* **WRITTEN REQUEST**: Which lines in the listing below contain the word "white"? Find each one and copy it in full, matching case exactly.

* **MATERIAL TO PROCESS**:
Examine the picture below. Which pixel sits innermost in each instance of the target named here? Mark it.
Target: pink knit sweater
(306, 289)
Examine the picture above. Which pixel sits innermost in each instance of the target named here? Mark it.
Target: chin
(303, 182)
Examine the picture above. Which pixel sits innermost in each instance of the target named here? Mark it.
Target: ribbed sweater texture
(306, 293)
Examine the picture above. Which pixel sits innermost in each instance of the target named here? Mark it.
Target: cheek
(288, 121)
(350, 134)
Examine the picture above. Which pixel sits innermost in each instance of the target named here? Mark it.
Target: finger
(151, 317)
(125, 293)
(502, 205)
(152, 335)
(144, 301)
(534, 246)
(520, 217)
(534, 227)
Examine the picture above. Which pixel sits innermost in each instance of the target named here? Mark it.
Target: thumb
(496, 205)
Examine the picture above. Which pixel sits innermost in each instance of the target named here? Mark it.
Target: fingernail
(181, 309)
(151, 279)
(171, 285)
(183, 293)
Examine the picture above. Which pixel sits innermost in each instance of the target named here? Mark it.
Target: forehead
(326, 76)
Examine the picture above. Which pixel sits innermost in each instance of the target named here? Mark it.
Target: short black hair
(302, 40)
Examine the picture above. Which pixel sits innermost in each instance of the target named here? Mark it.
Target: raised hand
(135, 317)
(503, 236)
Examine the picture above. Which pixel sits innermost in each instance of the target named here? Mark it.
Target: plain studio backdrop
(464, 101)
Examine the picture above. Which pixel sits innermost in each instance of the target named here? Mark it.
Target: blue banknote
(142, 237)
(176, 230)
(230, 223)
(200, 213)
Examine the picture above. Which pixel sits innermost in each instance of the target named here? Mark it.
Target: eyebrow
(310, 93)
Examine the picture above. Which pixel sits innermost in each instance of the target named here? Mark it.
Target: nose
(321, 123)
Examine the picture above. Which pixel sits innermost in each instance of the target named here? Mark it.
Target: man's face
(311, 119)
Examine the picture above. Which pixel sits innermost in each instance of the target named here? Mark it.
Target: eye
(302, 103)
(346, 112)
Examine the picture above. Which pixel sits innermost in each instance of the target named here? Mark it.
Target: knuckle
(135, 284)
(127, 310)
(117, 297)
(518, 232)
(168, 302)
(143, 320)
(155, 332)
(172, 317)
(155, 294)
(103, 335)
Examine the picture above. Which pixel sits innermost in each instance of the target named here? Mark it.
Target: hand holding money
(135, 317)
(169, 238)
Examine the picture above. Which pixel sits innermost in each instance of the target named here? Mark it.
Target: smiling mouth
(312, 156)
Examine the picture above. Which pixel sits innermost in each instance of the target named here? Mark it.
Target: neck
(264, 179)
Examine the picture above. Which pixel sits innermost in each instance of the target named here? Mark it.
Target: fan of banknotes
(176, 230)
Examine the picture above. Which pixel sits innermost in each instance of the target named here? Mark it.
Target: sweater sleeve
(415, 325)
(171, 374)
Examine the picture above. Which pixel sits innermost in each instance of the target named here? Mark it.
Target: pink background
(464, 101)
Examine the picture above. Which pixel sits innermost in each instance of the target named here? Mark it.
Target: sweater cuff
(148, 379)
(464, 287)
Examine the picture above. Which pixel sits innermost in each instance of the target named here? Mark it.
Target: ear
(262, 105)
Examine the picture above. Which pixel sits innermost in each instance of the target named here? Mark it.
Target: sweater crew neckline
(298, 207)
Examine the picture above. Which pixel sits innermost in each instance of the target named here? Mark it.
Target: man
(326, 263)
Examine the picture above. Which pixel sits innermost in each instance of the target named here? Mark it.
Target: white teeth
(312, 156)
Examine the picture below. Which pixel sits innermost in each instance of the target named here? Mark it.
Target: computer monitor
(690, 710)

...

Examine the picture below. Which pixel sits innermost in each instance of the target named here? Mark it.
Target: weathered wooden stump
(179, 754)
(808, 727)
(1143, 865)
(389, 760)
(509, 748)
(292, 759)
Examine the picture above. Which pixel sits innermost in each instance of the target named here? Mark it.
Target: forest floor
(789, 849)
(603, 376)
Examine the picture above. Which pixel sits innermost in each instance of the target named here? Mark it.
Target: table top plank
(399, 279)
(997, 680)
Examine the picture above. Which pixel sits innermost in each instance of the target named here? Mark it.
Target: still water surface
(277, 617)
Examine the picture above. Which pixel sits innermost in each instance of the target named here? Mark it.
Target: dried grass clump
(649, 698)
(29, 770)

...

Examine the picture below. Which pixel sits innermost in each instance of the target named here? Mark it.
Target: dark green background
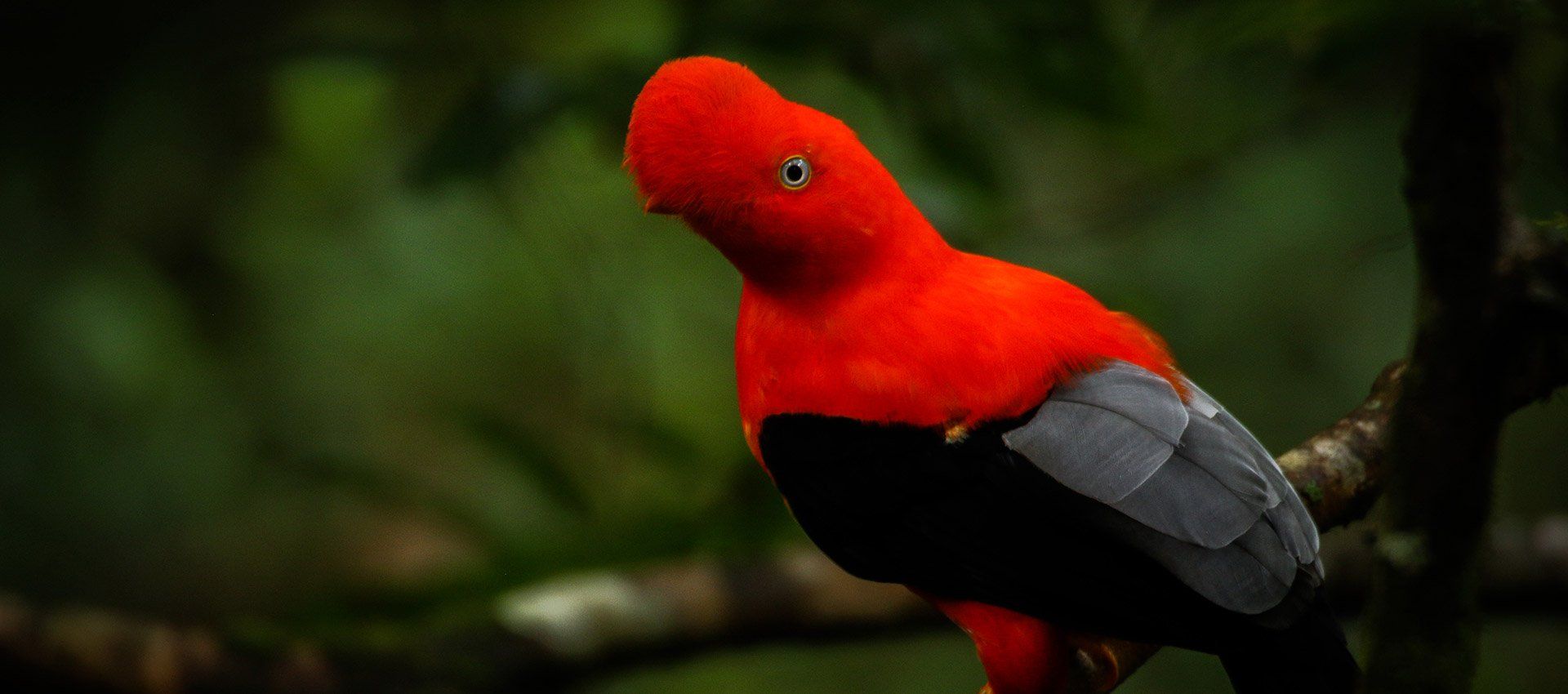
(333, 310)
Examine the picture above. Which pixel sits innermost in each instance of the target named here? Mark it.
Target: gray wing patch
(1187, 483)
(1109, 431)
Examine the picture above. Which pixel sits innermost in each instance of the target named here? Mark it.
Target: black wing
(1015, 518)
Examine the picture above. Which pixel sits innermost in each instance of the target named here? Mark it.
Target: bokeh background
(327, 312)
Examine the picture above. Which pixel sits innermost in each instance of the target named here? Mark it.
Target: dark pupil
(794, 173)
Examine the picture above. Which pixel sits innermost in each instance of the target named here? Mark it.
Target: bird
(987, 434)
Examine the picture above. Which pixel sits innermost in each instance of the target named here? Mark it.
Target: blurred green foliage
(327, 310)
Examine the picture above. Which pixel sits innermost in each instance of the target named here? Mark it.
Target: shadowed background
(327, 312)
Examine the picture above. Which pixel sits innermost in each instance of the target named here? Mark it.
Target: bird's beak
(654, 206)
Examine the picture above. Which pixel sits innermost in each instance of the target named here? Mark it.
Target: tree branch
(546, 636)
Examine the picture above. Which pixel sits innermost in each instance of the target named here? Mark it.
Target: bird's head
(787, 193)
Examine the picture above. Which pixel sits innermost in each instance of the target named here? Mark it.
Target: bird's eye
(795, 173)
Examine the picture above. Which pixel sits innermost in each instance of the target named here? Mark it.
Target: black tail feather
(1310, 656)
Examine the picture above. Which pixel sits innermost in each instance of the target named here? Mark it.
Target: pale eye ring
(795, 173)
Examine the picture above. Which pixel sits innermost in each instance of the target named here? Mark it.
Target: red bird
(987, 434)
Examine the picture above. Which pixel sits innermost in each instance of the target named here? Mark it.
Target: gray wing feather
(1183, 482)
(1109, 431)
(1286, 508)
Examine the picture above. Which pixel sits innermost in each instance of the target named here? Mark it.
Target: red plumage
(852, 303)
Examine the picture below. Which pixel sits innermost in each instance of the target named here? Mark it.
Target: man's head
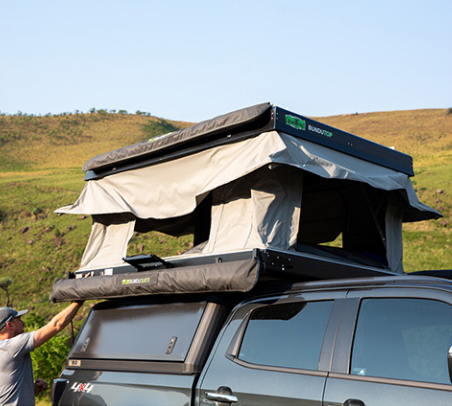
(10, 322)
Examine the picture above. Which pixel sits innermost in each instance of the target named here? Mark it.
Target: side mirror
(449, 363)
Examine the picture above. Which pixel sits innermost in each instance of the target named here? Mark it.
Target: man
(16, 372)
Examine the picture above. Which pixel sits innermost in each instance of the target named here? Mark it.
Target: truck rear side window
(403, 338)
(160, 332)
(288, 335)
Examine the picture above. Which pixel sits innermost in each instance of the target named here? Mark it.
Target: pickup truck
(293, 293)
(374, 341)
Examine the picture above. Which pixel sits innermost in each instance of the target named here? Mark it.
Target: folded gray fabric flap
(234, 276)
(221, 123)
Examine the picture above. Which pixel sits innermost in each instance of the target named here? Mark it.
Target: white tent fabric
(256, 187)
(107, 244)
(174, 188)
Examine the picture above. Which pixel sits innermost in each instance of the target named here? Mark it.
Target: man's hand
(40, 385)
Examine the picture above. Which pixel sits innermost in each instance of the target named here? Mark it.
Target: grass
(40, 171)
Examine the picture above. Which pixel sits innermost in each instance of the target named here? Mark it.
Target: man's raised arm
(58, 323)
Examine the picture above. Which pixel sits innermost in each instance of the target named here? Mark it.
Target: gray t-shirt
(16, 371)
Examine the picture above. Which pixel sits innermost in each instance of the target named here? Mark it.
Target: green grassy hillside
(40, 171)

* **THE OUTPUT**:
Target: white teeth
Target: white tent fabric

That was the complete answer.